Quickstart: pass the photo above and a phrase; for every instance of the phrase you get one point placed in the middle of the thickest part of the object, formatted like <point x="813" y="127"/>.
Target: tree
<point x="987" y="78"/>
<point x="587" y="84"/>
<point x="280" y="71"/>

□ □ □ □ □ □ □

Work instructions:
Rewrite the entries above, replacing "thickest" with "widest" and leaving everything else unchanged.

Response:
Quickstart: pass the photo above and a phrase; for every instance of the phrase you get one point placed in the middle of the widest part of the object, formatted like <point x="813" y="127"/>.
Target: tree
<point x="987" y="78"/>
<point x="587" y="84"/>
<point x="280" y="71"/>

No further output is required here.